Mas o que explica o desempenho estudantil eficiente dos cotistas? “Os
alunos do modelo de inclusão são sobreviventes, aqueles que sempre
foram os melhores de sua turma”, diz Maurício Kleinke,
coordenador-executivo do vestibular da Unicamp. Kleinke faz uma análise
interessante do fenômeno. “Eles querem, acima de tudo, mostrar para os
outros que são capazes e, por isso, se esforçam mais.” Segundo o
professor da Unicamp, os mais favorecidos sabem que, se tudo der errado
na universidade, podem simplesmente deixar o curso e voltar para os
braços firmes e seguros de seus pais. Para os negros e pobres, é
diferente. “Eles não sofrem da crise existencial que afeta muitos alunos
universitários e que faz com que estes desistam do curso para tentar
qualquer outra coisa.” Advogado que entrou na PUC do Rio por meio de um
sistema de cotas, Renato Ferreira dos Santos concorda com essa teoria.
-=-=-=-=-
### ENUNCIADO A
Responda com base no trecho sobre os alunos cotistas:
(i) Que cargo Maurício Kleinke ocupa na Unicamp?
(ii) Segundo o professor da Unicamp, o que os mais favorecidos podem fazer se tudo der errado na universidade?
(iii) Em que universidade Renato Ferreira dos Santos entrou por meio de um sistema de cotas?
### ENUNCIADO B
Prossiga com o trecho sobre os alunos cotistas a partir do ponto em que ele para.
Os registros não têm nada a ver com o trecho sobre os alunos cotistas.

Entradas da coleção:
-=-=-=-=-
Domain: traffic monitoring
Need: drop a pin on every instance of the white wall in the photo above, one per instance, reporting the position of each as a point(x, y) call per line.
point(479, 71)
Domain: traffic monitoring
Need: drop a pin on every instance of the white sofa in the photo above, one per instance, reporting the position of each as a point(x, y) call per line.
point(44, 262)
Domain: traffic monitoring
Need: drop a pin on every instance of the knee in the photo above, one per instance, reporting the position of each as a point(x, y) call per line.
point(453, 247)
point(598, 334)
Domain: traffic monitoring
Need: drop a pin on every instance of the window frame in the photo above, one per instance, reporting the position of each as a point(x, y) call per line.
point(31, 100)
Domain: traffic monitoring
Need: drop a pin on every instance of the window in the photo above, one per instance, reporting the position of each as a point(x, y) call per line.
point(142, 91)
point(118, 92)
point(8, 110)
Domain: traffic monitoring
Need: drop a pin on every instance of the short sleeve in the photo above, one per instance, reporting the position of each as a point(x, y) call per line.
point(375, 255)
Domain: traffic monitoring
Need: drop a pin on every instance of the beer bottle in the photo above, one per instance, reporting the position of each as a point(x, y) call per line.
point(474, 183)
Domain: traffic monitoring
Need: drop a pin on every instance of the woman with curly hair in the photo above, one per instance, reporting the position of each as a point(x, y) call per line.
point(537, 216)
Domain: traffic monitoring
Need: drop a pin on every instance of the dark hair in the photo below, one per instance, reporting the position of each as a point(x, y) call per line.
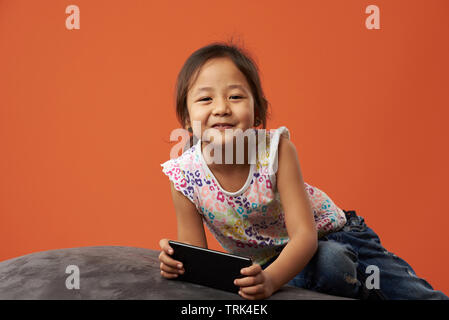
point(242, 60)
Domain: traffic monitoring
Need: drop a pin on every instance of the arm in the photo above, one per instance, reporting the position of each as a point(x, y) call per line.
point(189, 221)
point(300, 225)
point(190, 230)
point(299, 219)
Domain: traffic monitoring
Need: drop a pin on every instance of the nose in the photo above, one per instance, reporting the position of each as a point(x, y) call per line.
point(221, 107)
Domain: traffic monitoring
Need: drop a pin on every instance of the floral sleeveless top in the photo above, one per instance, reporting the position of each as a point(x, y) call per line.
point(249, 222)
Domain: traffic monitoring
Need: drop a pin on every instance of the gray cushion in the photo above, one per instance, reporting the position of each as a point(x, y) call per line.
point(109, 272)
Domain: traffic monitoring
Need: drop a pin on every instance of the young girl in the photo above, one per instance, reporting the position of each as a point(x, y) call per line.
point(261, 207)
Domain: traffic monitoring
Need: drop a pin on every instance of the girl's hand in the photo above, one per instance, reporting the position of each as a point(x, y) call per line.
point(170, 268)
point(256, 285)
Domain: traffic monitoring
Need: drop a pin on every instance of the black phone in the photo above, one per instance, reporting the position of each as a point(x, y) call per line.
point(209, 268)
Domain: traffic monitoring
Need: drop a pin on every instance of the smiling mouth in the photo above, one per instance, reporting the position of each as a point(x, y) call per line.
point(222, 126)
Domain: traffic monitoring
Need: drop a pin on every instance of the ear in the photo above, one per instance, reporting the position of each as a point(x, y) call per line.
point(187, 123)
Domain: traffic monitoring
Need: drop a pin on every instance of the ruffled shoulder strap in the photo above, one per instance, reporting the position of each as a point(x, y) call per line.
point(182, 172)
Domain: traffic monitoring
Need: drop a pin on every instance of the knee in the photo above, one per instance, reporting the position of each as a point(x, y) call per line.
point(334, 259)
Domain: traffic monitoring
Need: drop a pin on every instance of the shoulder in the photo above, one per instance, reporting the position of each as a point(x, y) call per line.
point(287, 155)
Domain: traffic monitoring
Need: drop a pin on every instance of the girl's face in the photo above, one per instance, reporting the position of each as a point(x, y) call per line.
point(220, 94)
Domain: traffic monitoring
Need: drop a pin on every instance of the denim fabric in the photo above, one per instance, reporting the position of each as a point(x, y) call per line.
point(341, 267)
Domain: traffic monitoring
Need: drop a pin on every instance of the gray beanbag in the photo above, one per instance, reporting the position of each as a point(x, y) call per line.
point(108, 272)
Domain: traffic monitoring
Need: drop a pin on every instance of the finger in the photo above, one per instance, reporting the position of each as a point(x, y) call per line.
point(248, 281)
point(253, 290)
point(169, 269)
point(249, 296)
point(169, 275)
point(251, 270)
point(165, 246)
point(164, 258)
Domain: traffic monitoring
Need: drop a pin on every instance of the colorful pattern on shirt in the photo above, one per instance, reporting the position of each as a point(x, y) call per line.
point(249, 222)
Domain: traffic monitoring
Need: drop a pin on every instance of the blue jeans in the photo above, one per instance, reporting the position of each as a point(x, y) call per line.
point(353, 263)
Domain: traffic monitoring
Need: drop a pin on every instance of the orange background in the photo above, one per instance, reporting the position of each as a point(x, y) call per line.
point(86, 115)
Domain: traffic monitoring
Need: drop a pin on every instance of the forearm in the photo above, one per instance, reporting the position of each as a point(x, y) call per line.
point(293, 258)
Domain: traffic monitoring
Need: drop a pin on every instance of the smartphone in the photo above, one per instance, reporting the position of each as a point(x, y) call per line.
-=-=-=-=-
### RESPOSTA ESPERADA A
(i) Coordenador-executivo do vestibular da Unicamp.
(ii) Podem simplesmente deixar o curso e voltar para os braços firmes e seguros de seus pais.
(iii) Na PUC do Rio.

### RESPOSTA ESPERADA B
“Nós, negros, não podemos fazer corpo mole na universidade”, diz. Também
professor do departamento de psicologia da Uerj, Ricardo Vieiralves de
Castro vai além. “Há um esforço diferenciado do aluno cotista, que
agarra essa oportunidade como uma chance de vida”, diz o educador. “Ele
faz um esforço pessoal de superação.” Esse empenho, diz o especialista, é
detectável a cada período estudantil. “O cotista começa a universidade
com uma performance mediana, mas depois se iguala ao não cotista e, por
fim, o supera em muitos casos.”
O cotista não desiste. Se desistir, terá de voltar ao passado e
enfrentar a falta de oportunidades que a vida ofereceu. Por isso, os
índices de evasão dos alunos dos programas de inclusão são baixos e, em
diversas universidades, até inferiores aos dos não cotistas. Para os
críticos teimosos, que achavam que as cotas não teriam efeito positivo, o
que se observa é a inserção maior de negros no mercado de trabalho.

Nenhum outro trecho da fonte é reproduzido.